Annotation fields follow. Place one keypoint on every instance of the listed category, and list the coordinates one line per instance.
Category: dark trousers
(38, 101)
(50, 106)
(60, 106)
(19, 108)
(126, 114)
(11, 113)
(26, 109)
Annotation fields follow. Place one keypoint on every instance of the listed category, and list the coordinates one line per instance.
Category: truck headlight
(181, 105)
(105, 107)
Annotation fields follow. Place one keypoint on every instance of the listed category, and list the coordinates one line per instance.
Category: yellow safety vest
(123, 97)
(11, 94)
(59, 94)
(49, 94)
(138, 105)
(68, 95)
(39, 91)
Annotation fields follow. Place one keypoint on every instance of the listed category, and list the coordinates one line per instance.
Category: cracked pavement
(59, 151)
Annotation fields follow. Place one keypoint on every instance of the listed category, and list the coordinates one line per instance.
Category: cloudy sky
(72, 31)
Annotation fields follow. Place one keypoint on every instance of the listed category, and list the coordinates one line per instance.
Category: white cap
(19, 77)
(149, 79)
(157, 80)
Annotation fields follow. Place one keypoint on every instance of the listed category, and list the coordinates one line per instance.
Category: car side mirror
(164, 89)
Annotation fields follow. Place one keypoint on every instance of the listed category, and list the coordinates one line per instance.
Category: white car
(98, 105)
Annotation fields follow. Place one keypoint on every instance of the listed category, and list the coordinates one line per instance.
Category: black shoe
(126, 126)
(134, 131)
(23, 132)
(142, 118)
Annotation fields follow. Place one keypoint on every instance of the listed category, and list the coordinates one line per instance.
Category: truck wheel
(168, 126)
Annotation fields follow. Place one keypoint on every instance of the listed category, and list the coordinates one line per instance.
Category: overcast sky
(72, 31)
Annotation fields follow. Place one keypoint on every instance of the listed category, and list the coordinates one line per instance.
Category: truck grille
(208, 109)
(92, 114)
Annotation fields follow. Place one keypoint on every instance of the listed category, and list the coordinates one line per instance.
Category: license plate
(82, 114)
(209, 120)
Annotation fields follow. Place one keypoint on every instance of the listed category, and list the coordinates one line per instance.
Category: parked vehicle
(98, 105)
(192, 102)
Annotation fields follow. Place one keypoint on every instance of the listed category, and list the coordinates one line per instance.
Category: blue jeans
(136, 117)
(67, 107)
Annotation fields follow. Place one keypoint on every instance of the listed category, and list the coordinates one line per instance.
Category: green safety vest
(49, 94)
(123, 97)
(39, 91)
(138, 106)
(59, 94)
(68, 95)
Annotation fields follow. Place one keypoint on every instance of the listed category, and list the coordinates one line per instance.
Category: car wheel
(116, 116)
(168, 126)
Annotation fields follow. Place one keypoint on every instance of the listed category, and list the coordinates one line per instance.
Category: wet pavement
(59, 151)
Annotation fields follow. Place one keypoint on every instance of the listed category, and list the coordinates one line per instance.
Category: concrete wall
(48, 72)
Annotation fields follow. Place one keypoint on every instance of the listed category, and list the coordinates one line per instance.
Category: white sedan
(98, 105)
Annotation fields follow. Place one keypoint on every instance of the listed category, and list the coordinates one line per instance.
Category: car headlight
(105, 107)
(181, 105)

Work to do: Print all of the entries exactly as they appear.

Final answer:
Annotation fields follow. Place one keypoint on every instance of the listed category, and list the coordinates one line per instance.
Category: dark trousers
(38, 101)
(50, 106)
(60, 106)
(19, 108)
(126, 114)
(11, 113)
(26, 109)
Annotation fields follow. Place one keypoint on every instance of the listed category, and list the coordinates one line per instance.
Category: truck headlight
(181, 105)
(105, 107)
Annotation fields follow. Place one keypoint on every instance of the listed category, and list the coordinates one line per instance.
Category: yellow safety vest
(123, 97)
(11, 94)
(59, 94)
(49, 94)
(138, 105)
(68, 95)
(39, 91)
Annotation fields follow. Place one keypoint on every instance of the listed category, and list the coordinates one line per instance.
Category: cracked pavement
(59, 151)
Annotation fields follow. Place one keypoint on every instance of the listed category, and list the coordinates one line per instance.
Category: cloudy sky
(72, 31)
Annotation fields follow. Place one keypoint on every instance of the listed category, and list the coordinates one line per instance.
Category: white cap
(19, 77)
(149, 79)
(157, 80)
Annotation fields follow. Place one keypoint on every instance of the listed category, and list the coordinates one line per instance.
Category: car side mirror
(164, 89)
Annotation fields follow. Place one keypoint on every instance of the listed category, and list the coordinates one line per instance.
Category: white car
(98, 105)
Annotation fields follow. Place one keypoint on every instance of the listed category, and list the coordinates one line per instance.
Category: black shoe
(126, 126)
(134, 131)
(23, 132)
(142, 118)
Annotation fields follow. Place one keypoint on every instance of the listed category, and list the coordinates one line per instance.
Category: truck wheel
(168, 126)
Annotation fields follow. Place one keypoint on every instance of the listed category, and list the coordinates one line per instance.
Category: overcast sky
(72, 31)
Annotation fields follow. Place one keypoint on every instance of the listed category, and list the coordinates one line per instance.
Category: truck grille
(208, 109)
(92, 114)
Annotation fields follow. Place one keypoint on every instance of the listed category, and list the coordinates one line per instance.
Category: license plate
(82, 114)
(209, 120)
Annotation fields follow. Place one keypoint on every instance of the listed category, and list the coordinates one line per instance.
Category: parked vehicle
(98, 105)
(192, 102)
Annotation fields follow. Place one keypoint on every instance of the listed category, and list the coordinates one line per instance.
Category: blue jeans
(136, 117)
(67, 107)
Annotation fields follow. Place one keypoint on every instance of the listed category, and list the coordinates one line per instance.
Category: green safety vest
(49, 94)
(123, 97)
(39, 91)
(138, 106)
(59, 94)
(68, 95)
Annotation fields follow. Place one keypoint on every instance of the listed category, and list the coordinates one line per instance.
Category: car wheel
(116, 116)
(168, 126)
Annotation fields follow. Place one keypoint on every instance of the listed category, and list the coordinates one line per instance.
Category: wet pavement
(59, 151)
Annotation fields follow. Place one keypoint on every instance of the listed category, and list the coordinates one line per instance.
Category: concrete wall
(48, 72)
Annotation fields follow. Place one keypoint on every instance of the listed category, and list the coordinates one line per instance.
Category: white sedan
(98, 105)
Annotation fields follow. Place one keypoint on every instance of the listed category, and list the coordinates one line per instance.
Category: car headlight
(105, 107)
(181, 105)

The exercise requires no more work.